- **WHAT TO PRODUCE**:
Rewrite the material from the line with "Target: white bed sheet" through its final line, putting "blouse" wherever "shirt" appears and keeping everything else the same.

Data items

++++++++

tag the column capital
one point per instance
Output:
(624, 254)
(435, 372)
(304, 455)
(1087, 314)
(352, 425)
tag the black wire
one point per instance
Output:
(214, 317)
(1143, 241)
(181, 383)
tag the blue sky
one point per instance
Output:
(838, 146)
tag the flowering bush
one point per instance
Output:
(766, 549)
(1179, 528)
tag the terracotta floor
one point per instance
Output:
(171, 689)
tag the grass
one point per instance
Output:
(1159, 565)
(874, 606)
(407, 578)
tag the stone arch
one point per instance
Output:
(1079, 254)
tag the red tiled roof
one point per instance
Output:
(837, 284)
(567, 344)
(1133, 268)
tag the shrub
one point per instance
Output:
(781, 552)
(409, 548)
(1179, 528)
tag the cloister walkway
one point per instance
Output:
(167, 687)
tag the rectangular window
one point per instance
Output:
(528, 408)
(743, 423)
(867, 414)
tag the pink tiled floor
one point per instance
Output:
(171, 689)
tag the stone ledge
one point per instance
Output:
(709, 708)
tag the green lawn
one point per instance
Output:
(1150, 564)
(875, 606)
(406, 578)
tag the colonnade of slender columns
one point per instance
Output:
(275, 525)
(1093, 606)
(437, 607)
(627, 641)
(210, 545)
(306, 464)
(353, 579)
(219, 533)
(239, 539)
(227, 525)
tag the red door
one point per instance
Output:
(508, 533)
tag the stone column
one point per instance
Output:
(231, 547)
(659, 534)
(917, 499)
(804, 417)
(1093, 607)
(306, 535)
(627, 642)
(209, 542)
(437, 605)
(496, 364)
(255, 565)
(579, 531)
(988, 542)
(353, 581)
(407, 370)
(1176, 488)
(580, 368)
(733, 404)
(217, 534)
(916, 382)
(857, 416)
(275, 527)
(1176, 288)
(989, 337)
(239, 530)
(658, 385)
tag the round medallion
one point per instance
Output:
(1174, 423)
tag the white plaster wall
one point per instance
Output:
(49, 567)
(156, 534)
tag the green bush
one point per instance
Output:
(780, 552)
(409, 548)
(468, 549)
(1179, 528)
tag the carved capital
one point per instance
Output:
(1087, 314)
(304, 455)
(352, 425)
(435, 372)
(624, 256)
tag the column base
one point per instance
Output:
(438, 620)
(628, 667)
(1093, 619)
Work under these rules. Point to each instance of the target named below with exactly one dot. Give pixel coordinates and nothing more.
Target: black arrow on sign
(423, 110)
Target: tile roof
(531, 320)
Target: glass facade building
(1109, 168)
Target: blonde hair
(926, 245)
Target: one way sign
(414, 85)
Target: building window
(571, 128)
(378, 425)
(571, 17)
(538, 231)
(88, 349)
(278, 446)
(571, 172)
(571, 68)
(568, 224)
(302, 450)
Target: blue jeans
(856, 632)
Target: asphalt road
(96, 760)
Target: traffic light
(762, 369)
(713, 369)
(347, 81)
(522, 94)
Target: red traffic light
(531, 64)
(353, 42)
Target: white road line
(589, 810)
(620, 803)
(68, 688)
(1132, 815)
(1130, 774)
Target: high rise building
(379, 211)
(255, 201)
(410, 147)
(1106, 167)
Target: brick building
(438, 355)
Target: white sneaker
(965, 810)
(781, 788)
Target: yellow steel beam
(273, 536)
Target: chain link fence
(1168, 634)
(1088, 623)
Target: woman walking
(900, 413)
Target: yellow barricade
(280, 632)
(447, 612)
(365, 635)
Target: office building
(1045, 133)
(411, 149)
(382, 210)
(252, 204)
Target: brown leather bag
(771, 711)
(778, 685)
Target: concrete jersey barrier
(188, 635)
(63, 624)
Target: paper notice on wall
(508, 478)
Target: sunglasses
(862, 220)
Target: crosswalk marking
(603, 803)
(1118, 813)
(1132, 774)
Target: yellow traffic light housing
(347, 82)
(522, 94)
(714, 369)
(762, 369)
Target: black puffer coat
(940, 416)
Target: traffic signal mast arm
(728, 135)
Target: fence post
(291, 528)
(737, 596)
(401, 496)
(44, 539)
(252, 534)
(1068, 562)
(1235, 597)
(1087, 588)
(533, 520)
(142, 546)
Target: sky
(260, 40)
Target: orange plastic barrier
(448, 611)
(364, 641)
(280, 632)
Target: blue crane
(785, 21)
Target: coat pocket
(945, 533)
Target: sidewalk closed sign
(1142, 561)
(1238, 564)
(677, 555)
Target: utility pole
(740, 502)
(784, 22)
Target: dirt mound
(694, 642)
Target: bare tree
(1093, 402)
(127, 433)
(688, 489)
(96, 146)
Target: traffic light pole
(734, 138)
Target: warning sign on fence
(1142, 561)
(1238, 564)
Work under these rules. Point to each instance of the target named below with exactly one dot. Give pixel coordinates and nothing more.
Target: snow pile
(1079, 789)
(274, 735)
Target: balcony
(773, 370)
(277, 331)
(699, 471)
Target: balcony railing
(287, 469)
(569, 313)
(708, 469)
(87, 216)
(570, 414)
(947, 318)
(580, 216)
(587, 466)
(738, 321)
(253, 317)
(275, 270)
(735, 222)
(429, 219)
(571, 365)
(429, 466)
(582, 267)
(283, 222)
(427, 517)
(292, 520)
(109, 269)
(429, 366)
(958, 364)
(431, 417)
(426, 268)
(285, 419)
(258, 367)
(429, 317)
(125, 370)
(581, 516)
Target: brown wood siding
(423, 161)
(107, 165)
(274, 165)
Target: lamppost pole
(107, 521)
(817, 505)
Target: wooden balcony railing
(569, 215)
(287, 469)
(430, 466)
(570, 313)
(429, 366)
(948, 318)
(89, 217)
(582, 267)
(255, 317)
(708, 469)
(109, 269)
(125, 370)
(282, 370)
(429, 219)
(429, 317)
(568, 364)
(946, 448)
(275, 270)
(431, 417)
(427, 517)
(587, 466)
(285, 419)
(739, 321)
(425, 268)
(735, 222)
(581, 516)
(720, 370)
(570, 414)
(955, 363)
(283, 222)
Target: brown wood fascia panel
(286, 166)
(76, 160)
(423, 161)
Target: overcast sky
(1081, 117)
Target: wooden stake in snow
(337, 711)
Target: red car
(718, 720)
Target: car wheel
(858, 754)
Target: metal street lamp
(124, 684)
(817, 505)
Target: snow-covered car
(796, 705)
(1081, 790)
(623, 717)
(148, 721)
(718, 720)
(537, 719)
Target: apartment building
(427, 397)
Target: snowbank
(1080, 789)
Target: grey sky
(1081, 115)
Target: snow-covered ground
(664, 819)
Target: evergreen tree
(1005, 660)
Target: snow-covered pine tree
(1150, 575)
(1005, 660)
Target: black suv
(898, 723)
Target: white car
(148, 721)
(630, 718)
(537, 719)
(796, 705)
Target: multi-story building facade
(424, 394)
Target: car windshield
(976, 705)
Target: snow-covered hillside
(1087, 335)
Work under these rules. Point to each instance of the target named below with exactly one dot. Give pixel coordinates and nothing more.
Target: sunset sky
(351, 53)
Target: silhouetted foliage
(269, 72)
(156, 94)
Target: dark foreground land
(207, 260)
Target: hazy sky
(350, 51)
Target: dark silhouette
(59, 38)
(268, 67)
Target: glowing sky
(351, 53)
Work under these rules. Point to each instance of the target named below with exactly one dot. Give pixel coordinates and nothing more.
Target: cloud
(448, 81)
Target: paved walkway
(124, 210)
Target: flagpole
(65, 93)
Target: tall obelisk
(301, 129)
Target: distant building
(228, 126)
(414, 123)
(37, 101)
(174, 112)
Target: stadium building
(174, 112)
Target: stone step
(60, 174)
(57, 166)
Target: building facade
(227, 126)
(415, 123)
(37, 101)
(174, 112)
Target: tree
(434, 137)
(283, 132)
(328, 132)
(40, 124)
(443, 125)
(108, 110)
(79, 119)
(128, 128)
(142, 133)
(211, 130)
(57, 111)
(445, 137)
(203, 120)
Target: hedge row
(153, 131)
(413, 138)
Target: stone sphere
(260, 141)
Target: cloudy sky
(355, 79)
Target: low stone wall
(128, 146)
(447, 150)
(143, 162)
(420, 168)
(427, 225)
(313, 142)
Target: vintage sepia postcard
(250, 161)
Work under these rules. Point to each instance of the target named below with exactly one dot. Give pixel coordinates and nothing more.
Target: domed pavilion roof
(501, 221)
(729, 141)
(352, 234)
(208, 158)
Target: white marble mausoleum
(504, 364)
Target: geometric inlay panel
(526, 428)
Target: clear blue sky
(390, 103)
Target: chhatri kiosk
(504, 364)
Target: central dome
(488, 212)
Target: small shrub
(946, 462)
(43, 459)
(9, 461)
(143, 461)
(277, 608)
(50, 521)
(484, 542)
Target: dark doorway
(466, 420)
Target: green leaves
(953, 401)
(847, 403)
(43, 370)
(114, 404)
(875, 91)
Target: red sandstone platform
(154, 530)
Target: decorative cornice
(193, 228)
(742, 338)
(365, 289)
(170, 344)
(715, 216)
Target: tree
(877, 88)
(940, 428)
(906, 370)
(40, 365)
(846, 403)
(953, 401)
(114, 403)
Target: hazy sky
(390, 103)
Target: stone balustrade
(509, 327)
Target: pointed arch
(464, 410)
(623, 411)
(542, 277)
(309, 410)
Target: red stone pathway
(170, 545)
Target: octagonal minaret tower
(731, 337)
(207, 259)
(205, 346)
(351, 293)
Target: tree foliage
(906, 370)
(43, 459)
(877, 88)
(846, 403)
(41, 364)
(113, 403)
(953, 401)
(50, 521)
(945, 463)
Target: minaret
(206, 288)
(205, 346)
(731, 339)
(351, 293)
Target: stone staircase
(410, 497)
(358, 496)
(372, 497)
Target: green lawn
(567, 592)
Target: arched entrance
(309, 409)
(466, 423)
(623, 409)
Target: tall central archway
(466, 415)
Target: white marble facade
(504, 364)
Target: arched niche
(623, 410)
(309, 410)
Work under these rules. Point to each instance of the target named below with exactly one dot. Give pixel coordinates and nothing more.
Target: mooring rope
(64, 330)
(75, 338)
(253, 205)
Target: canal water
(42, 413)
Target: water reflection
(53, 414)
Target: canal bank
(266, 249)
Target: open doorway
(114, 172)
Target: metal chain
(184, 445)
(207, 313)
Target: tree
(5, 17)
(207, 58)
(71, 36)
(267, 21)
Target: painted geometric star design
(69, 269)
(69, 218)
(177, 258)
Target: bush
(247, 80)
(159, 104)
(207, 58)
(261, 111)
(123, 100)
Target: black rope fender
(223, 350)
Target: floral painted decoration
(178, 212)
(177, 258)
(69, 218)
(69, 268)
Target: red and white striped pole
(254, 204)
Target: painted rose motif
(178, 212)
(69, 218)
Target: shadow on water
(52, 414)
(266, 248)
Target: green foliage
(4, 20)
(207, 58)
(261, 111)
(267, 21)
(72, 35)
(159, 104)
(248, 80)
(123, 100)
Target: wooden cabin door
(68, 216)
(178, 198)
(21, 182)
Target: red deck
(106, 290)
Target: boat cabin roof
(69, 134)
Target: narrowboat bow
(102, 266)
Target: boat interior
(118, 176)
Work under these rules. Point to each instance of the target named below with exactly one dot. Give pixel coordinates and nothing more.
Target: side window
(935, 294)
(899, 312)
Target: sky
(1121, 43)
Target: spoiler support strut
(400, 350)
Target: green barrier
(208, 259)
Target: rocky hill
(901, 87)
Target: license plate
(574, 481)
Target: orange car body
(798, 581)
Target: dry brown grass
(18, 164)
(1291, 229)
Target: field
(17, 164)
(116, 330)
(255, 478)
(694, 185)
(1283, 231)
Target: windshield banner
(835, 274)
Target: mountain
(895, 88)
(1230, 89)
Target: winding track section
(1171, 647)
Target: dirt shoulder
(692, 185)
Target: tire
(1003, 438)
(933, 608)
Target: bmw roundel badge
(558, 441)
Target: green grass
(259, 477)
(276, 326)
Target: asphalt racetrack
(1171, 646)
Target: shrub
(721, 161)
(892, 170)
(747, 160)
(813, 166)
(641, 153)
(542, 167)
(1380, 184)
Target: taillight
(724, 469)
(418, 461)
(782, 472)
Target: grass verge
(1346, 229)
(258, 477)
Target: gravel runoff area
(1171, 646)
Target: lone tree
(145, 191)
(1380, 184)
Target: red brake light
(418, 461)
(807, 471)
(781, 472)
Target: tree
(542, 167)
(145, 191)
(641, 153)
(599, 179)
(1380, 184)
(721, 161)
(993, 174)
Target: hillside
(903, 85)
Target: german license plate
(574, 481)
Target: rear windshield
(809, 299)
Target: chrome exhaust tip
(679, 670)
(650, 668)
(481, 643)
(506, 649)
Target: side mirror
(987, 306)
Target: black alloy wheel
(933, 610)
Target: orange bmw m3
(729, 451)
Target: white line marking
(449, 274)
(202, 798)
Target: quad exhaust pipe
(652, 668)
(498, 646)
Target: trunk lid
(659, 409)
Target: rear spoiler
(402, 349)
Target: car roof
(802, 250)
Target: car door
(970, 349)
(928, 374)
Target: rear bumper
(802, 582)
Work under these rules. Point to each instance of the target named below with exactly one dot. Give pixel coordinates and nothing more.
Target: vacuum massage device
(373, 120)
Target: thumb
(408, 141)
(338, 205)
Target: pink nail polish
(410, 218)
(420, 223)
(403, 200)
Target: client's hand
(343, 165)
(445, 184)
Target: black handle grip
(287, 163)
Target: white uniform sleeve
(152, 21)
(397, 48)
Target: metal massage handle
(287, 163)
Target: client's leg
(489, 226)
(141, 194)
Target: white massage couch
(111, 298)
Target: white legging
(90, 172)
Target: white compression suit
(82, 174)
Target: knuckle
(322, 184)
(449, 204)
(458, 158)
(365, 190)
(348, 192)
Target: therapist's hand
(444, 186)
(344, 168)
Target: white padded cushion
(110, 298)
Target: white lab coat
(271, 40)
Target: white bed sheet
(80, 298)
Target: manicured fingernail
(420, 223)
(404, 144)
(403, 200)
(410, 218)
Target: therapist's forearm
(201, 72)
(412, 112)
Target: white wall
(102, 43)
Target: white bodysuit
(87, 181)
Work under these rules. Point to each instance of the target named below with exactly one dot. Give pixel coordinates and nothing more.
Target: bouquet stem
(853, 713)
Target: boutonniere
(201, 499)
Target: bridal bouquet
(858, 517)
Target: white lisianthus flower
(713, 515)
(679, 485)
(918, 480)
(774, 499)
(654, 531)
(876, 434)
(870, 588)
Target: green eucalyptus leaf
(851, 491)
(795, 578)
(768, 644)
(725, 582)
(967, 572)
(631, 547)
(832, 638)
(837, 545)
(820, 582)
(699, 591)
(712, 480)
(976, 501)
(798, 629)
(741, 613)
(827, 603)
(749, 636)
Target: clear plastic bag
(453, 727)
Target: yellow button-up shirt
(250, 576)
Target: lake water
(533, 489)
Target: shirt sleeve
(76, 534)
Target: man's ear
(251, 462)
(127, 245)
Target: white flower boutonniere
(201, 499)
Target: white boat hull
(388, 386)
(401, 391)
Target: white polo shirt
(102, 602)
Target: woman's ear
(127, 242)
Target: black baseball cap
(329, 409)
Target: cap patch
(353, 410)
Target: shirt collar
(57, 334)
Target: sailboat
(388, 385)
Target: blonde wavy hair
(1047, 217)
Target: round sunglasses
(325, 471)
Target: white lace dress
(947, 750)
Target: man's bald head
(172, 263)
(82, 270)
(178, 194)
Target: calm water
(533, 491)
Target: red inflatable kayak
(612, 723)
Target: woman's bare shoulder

++++++++

- **FULL OUTPUT**:
Target: white bed sheet
(80, 298)
Target: manicured fingernail
(420, 223)
(404, 144)
(403, 200)
(410, 218)
Target: therapist's forearm
(201, 72)
(412, 112)
Target: white wall
(102, 43)
Target: white bodysuit
(87, 181)
Work under these rules. Point to each instance of the target named below with exactly one dot. Give pixel coordinates and nothing more.
Target: bouquet stem
(853, 713)
Target: boutonniere
(201, 499)
Target: bridal bouquet
(858, 517)
Target: white lisianthus flower
(713, 515)
(679, 485)
(918, 480)
(774, 499)
(654, 531)
(876, 434)
(870, 588)
Target: green eucalyptus leaf
(851, 491)
(795, 578)
(768, 644)
(725, 582)
(967, 572)
(631, 547)
(832, 638)
(837, 545)
(820, 582)
(699, 591)
(712, 480)
(976, 501)
(798, 629)
(741, 613)
(827, 603)
(749, 636)
Target: clear plastic bag
(453, 727)
Target: yellow button-up blouse
(250, 576)
Target: lake water
(533, 489)
Target: blouse sleeve
(76, 534)
Target: man's ear
(251, 462)
(127, 245)
Target: white flower boutonniere
(201, 499)
Target: white boat hull
(388, 386)
(401, 391)
Target: white polo blouse
(102, 602)
Target: woman's ear
(127, 242)
Target: black baseball cap
(329, 409)
Target: cap patch
(353, 410)
Target: blouse collar
(57, 334)
Target: sailboat
(388, 385)
Target: blonde wavy hair
(1047, 217)
Target: round sunglasses
(325, 471)
Target: white lace dress
(947, 750)
Target: man's bald head
(172, 263)
(82, 270)
(178, 194)
Target: calm water
(533, 491)
Target: red inflatable kayak
(612, 723)
Target: woman's bare shoulder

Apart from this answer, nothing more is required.